THE RECORDS:
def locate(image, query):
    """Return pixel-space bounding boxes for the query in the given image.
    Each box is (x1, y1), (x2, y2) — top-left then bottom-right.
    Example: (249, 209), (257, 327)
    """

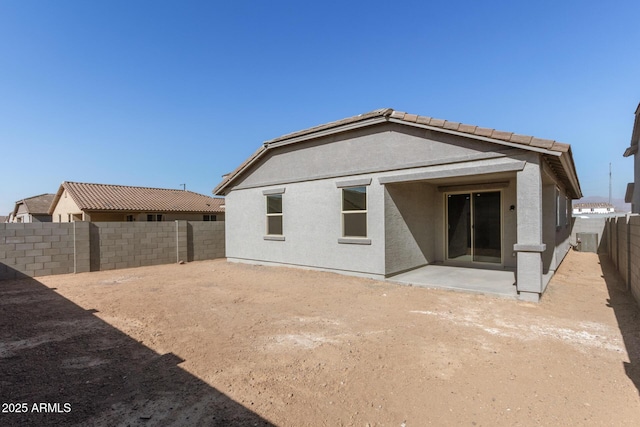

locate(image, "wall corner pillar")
(513, 152), (546, 301)
(176, 220), (189, 262)
(73, 221), (91, 273)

TASK GOAL: Copy these lines word for word, leaving out the picture.

RESULT OF THIS EXERCISE:
def locate(image, query):
    """Return pixel-space bounding boxes for the query in the given image.
    Each box is (x1, y1), (x2, y2) — top-left then bottom-right.
    Example: (249, 209), (257, 327)
    """


locate(image, "wall corner pillar")
(513, 152), (546, 301)
(176, 220), (189, 262)
(73, 221), (91, 273)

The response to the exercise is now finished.